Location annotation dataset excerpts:

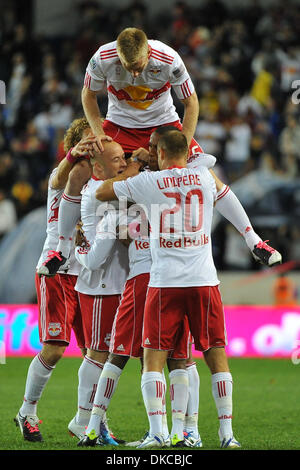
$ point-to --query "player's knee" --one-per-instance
(52, 353)
(176, 364)
(119, 361)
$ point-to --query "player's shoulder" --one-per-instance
(91, 186)
(161, 51)
(201, 159)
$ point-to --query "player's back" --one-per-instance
(180, 203)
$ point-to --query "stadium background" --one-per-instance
(244, 58)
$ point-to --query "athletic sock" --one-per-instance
(222, 393)
(107, 384)
(179, 393)
(88, 376)
(68, 216)
(191, 417)
(152, 386)
(39, 372)
(230, 207)
(165, 429)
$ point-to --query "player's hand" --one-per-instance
(84, 147)
(100, 139)
(80, 239)
(141, 155)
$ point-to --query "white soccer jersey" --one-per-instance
(106, 242)
(179, 203)
(53, 201)
(144, 101)
(197, 160)
(110, 277)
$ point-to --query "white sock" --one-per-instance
(88, 375)
(165, 429)
(179, 394)
(39, 372)
(191, 417)
(68, 216)
(230, 207)
(222, 393)
(107, 384)
(152, 389)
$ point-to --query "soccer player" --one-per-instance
(99, 290)
(56, 317)
(226, 203)
(126, 337)
(183, 280)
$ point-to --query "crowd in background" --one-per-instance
(244, 64)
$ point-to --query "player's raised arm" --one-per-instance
(92, 113)
(106, 191)
(190, 118)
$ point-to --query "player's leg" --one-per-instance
(54, 337)
(162, 319)
(191, 418)
(222, 385)
(208, 328)
(68, 216)
(98, 316)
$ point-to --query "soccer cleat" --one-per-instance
(29, 427)
(89, 440)
(231, 443)
(105, 435)
(52, 264)
(191, 441)
(152, 441)
(119, 441)
(176, 442)
(137, 443)
(75, 429)
(265, 254)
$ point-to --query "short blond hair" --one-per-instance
(74, 134)
(132, 45)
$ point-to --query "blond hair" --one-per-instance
(132, 45)
(174, 144)
(74, 134)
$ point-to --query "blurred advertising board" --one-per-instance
(252, 331)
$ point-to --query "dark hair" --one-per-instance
(174, 144)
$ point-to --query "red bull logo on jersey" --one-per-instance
(54, 329)
(139, 97)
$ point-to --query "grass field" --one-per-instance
(266, 412)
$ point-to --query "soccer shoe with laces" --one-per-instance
(152, 441)
(191, 441)
(119, 441)
(75, 429)
(89, 440)
(29, 427)
(52, 264)
(229, 442)
(137, 443)
(265, 254)
(106, 436)
(176, 442)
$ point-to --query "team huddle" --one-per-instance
(127, 262)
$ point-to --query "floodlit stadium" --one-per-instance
(188, 110)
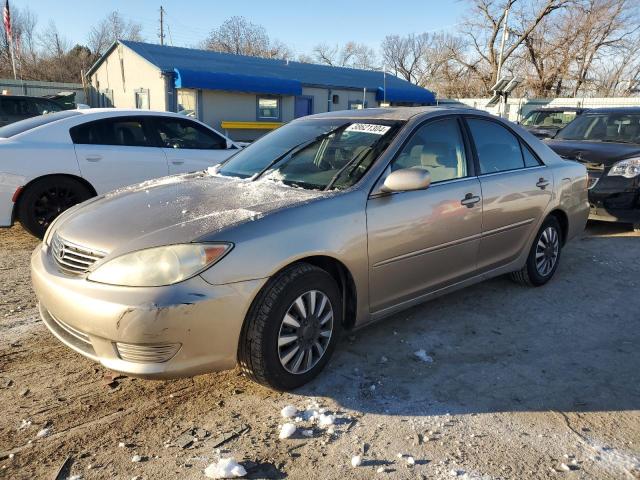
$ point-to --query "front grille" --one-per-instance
(73, 259)
(147, 353)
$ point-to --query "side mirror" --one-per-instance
(406, 180)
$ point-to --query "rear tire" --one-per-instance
(544, 256)
(45, 199)
(270, 334)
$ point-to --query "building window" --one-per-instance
(188, 102)
(357, 104)
(269, 108)
(142, 99)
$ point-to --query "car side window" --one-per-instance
(181, 133)
(498, 149)
(530, 160)
(124, 131)
(437, 147)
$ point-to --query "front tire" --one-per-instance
(45, 199)
(544, 256)
(292, 328)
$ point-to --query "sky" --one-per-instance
(299, 24)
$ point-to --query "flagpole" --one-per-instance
(6, 19)
(13, 57)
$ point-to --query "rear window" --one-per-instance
(34, 122)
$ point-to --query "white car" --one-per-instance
(52, 162)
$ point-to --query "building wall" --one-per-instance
(123, 80)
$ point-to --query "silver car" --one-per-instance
(325, 225)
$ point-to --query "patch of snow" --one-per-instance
(287, 430)
(289, 411)
(225, 468)
(326, 420)
(422, 356)
(24, 424)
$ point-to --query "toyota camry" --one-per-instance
(329, 223)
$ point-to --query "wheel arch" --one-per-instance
(563, 220)
(25, 187)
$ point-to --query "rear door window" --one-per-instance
(498, 149)
(182, 133)
(123, 131)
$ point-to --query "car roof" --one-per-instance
(35, 97)
(614, 110)
(557, 109)
(392, 113)
(127, 111)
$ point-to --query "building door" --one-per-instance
(303, 107)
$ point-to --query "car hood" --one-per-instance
(176, 209)
(598, 153)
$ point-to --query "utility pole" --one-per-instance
(161, 25)
(505, 34)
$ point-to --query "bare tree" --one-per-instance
(483, 27)
(239, 36)
(351, 54)
(113, 27)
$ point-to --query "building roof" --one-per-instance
(203, 68)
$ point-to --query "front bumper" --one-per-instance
(614, 199)
(180, 330)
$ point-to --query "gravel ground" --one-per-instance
(523, 384)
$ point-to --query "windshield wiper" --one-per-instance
(355, 161)
(295, 149)
(609, 140)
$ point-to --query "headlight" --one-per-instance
(628, 168)
(159, 266)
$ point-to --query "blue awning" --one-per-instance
(235, 82)
(413, 94)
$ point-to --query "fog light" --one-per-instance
(147, 353)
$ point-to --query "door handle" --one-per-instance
(469, 200)
(542, 183)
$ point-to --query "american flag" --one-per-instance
(6, 17)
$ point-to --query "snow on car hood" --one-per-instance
(176, 209)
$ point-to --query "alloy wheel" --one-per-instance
(547, 250)
(305, 332)
(52, 202)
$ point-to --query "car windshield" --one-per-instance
(548, 119)
(33, 122)
(314, 154)
(604, 127)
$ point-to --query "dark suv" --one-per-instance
(607, 142)
(19, 107)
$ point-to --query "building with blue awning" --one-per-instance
(245, 96)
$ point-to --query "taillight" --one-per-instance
(16, 194)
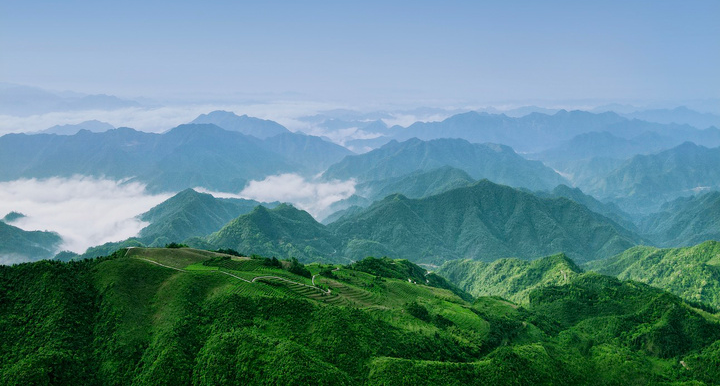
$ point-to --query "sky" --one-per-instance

Given instruction: The entries above are to be returned exactly, without their pictures.

Solution:
$ point-to --query "player's knee" --one-per-instance
(52, 353)
(176, 364)
(119, 361)
$ point-to --query "player's shoulder" --one-per-instance
(91, 186)
(161, 51)
(201, 159)
$ point-to --query "player's back" --one-per-instance
(180, 203)
$ point-to --query "stadium background" --one-per-instance
(244, 58)
$ point-to --query "athletic sock" --one-per-instance
(222, 393)
(107, 384)
(179, 393)
(88, 376)
(68, 216)
(191, 417)
(152, 386)
(39, 372)
(230, 207)
(165, 429)
$ point-to --query "player's hand" --one-per-instance
(84, 147)
(100, 139)
(80, 239)
(141, 155)
$ point-to --query "white soccer jersey" --one-per-instance
(106, 242)
(179, 203)
(53, 201)
(144, 101)
(197, 160)
(110, 277)
$ point-to --query "white sock" --one-per-instance
(88, 375)
(165, 429)
(179, 394)
(39, 372)
(191, 417)
(68, 216)
(230, 207)
(222, 393)
(107, 384)
(152, 389)
$ point-to --query "soccer player" --one-per-instance
(99, 290)
(56, 317)
(226, 203)
(126, 337)
(183, 280)
$ point-to --query "crowd in background" --one-per-instance
(244, 64)
$ point-to --query "player's raised arm" --one-per-instance
(92, 113)
(106, 191)
(190, 118)
$ point-to --query "player's leg" --one-per-instance
(54, 337)
(162, 319)
(191, 418)
(222, 385)
(208, 328)
(68, 216)
(98, 316)
$ point-to --query "soccer cleat" --one-per-instance
(29, 427)
(89, 440)
(231, 443)
(105, 435)
(52, 264)
(191, 441)
(152, 441)
(119, 441)
(176, 442)
(137, 443)
(75, 429)
(265, 254)
$ point-to --query "short blond hair" --one-per-instance
(74, 134)
(132, 45)
$ point-to --query "blond hair" --one-per-instance
(132, 45)
(174, 144)
(74, 134)
$ point-to --query "blurred advertising board" --one-per-instance
(252, 331)
$ point-to --query "dark hair" --one-per-instance
(174, 144)
$ point-to --query "red bull logo on jersey" --one-per-instance
(54, 329)
(139, 97)
$ point-to --query "grass field" --one-per-instance
(266, 412)
$ point-to --query "soccer shoe with laces" --one-per-instance
(152, 441)
(191, 441)
(119, 441)
(75, 429)
(89, 440)
(29, 427)
(52, 264)
(229, 442)
(137, 443)
(265, 254)
(106, 436)
(176, 442)
$ point-to --query "team huddle" --one-per-instance
(127, 262)
$ point-to --query "floodlit stadium" --one-per-instance
(188, 110)
$ point-to --query "front grille" --one-per-instance
(73, 259)
(147, 353)
$ point-to --query "side mirror" --one-per-instance
(406, 180)
$ point-to --query "rear tire" --one-per-instance
(544, 256)
(45, 199)
(270, 334)
$ point-to --query "building window" --one-per-instance
(188, 102)
(357, 104)
(269, 108)
(142, 99)
$ point-to --query "car side window" --one-per-instance
(181, 133)
(498, 149)
(530, 160)
(124, 131)
(437, 147)
$ point-to --query "front tire" --one-per-instance
(45, 199)
(544, 256)
(292, 328)
$ point-to --query "sky" --one-per-instance
(299, 24)
$ point-to --query "flagpole" --one-per-instance
(6, 19)
(13, 57)
$ point-to --query "rear window" --one-per-instance
(34, 122)
$ point-to --query "white car" --one-per-instance
(52, 162)
$ point-to --query "building wall" --one-per-instance
(123, 80)
$ point-to --query "silver car" --one-per-instance
(325, 225)
$ point-to --query "patch of snow" --one-per-instance
(287, 430)
(289, 411)
(225, 468)
(326, 420)
(422, 356)
(24, 424)
$ point-to --query "toyota camry" --one-per-instance
(329, 223)
$ point-to --query "wheel arch" --one-per-instance
(563, 220)
(25, 187)
$ point-to --query "rear door window" --one-per-instance
(498, 149)
(182, 133)
(123, 131)
$ point-to --query "car roof" --one-per-instance
(35, 97)
(614, 110)
(557, 109)
(392, 113)
(127, 111)
$ point-to --query "building door" --one-per-instance
(303, 107)
$ point-to --query "car hood" --one-per-instance
(176, 209)
(598, 153)
$ point-to --query "utility pole" --one-per-instance
(161, 25)
(505, 34)
$ point-to --query "bare tree" --one-per-instance
(483, 27)
(239, 36)
(351, 54)
(113, 27)
$ point-to --query "building roof" --one-per-instance
(203, 68)
$ point-to --query "front bumper" --one-per-instance
(614, 199)
(180, 330)
$ point-to --query "gravel ground" --one-per-instance
(523, 384)
$ point-to --query "windshield wiper" --one-per-instance
(355, 161)
(295, 149)
(609, 140)
$ point-to --query "headlight" --one-per-instance
(628, 168)
(159, 266)
$ point-to --query "blue awning" --one-per-instance
(235, 82)
(413, 94)
$ point-to --query "fog light" --one-per-instance
(147, 353)
$ point-to --query "door handle" --one-per-instance
(469, 200)
(542, 183)
$ point-to --query "american flag" --one-per-instance
(6, 17)
$ point-to --query "snow on car hood" --one-per-instance
(176, 209)
$ point-to --query "alloy wheel" --one-per-instance
(547, 250)
(305, 332)
(52, 202)
$ point-to --query "car windshield" --one-per-instance
(548, 119)
(33, 122)
(314, 154)
(604, 127)
$ point-to --query "dark suv" --one-per-instance
(607, 142)
(19, 107)
$ point-to --query "building with blue awning" --one-per-instance
(245, 96)
$ point-to --query "taillight" --one-per-instance
(16, 194)
$ point-to --query "sky" --one-per-instance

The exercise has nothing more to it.